Enunciado:
A - Transcreva do texto sobre o empréstimo o trecho entre "E de passagem" e "que fossem publicados.", inclusive.
B - De acordo com o texto sobre o empréstimo, quantos contos de réis ainda havia disponíveis no fundo especial dos caminhos de ferro em 6 de março?
C - Liste todas as quantias expressas em contos de réis que aparecem no texto sobre o empréstimo.

Texto de origem:
┏━━

Não tendo portanto que responder ao Sr. Conde de Paçô-Vieira, vae de novo referir-se ao emprestimo, apresentando alguns argumentos novos que a Camara apreciará.

O emprestimo, já o disse, não se justifica pela sua opportunidade, porque, como disse o Sr. Ministro da Fazenda, foi feito quando as circunstancias eram pessimas, e não se justifica tambem pela sua imprescindibilidade, porque é tambem o Sr. Ministro da Fazenda quem no seu relatorio mostra que elle não era absolutamente urgente, e ainda porque, sendo destinado á consolidação de uma parte da divida fluctuante interna, estando metade d'essa divida, e que o emprestimo vae consolidar, em posse da Caixa Geral de Depositos, o Estado passa a pagar de juros 6,18 por cento pelo que até ali pagava somente 4 por cento.

E tendo dito que o Sr. Ministro da Fazenda é o proprio que declara no seu relatorio de fazenda que o emprestimo não era urgente, compete-lhe prová-lo, o que faz lendo os periodos d'esse relatorio em que o Sr. Ministro se refere ao fundo especial dos caminhos de ferro, e onde em 6 de março, que é a data da apresentação do relatorio, diz que ha ainda disponiveis 275 contos de réis, que poderão servir para garantir a emissão de novas obrigações.

Isto o que mostra é que quando foi escrito o relatorio ainda não havia intenção de fazer o emprestimo e que depois tudo foi feito tão precipitadamente que nem se lembraram de corrigir esse periodo do relatorio.

E de passagem deve dizer que os numeros apresenta dos nesse relatorio não condizem com os que foram lidos pelo Sr. Conde de Paçô-Vieira, nem com os que a elle, orador, foram remettidos, ainda que a differença accusada é insignificante, uns trezentos mil réis.

Nesta altura, e referindo-se a decumentos, deve estranhar que não viessem hoje publicados no Diario do Governo os documentos de que o Sr. Conde de Paçô-Vieira se serviu na sessão de sabbado e que o Sr. Affonso Costa requereu e a Camara approvou que fossem publicados.

O Sr. Presidente: - Explica que o requerimento do Sr. Affonso Costa foi apresentado na sessão de sabbado, que hontem á noite recebeu esses documentos, que lhe foram enviados pelo Governo, que hontem mesmo os remetteu para a Imprensa Nacional e que se hoje não foram publicados não é porque tivesse havido demora na sua expedição.

O Orador: - Constata simplesmente o facto, dizendo que se fossem remettidos para a Imprensa Nacional com a nota de urgente seguramente elles teriam sido publicados hoje.

Lê em seguida varios documentos e apresenta diversos calculos para demonstrar que o emprestimo não é destinado a occorrer a novas construcções de caminhos de ferro, pois que pagos os adeantamentos feitos ao conselho de administração apenas sobram 242 contos de réis. Para este resultado deram-se de luvas 570 e tantos contos de réis, oscillando os lucros dos tomadores entre um minimo de 552 contos de réis e um maximo de 782 contos de réis.

┗━━

Dados recolhidos:

┏━━

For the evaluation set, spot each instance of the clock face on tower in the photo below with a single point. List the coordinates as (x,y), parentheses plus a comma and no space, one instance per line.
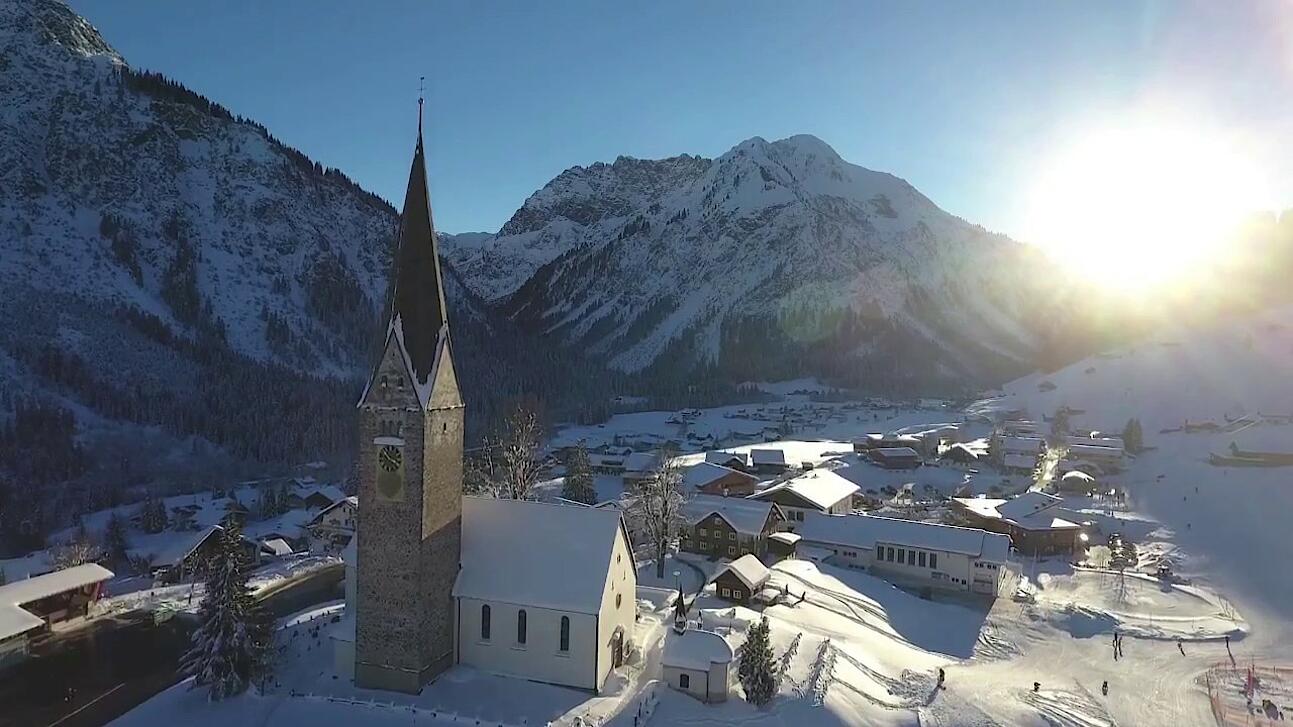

┗━━

Resultados por ordem:
A -
E de passagem deve dizer que os numeros apresenta dos nesse relatorio não condizem com os que foram lidos pelo Sr. Conde de Paçô-Vieira, nem com os que a elle, orador, foram remettidos, ainda que a differença accusada é insignificante, uns trezentos mil réis.

Nesta altura, e referindo-se a decumentos, deve estranhar que não viessem hoje publicados no Diario do Governo os documentos de que o Sr. Conde de Paçô-Vieira se serviu na sessão de sabbado e que o Sr. Affonso Costa requereu e a Camara approvou que fossem publicados.

B - 275 contos de réis.

C -
275 contos de réis
242 contos de réis
570 e tantos contos de réis
552 contos de réis
782 contos de réis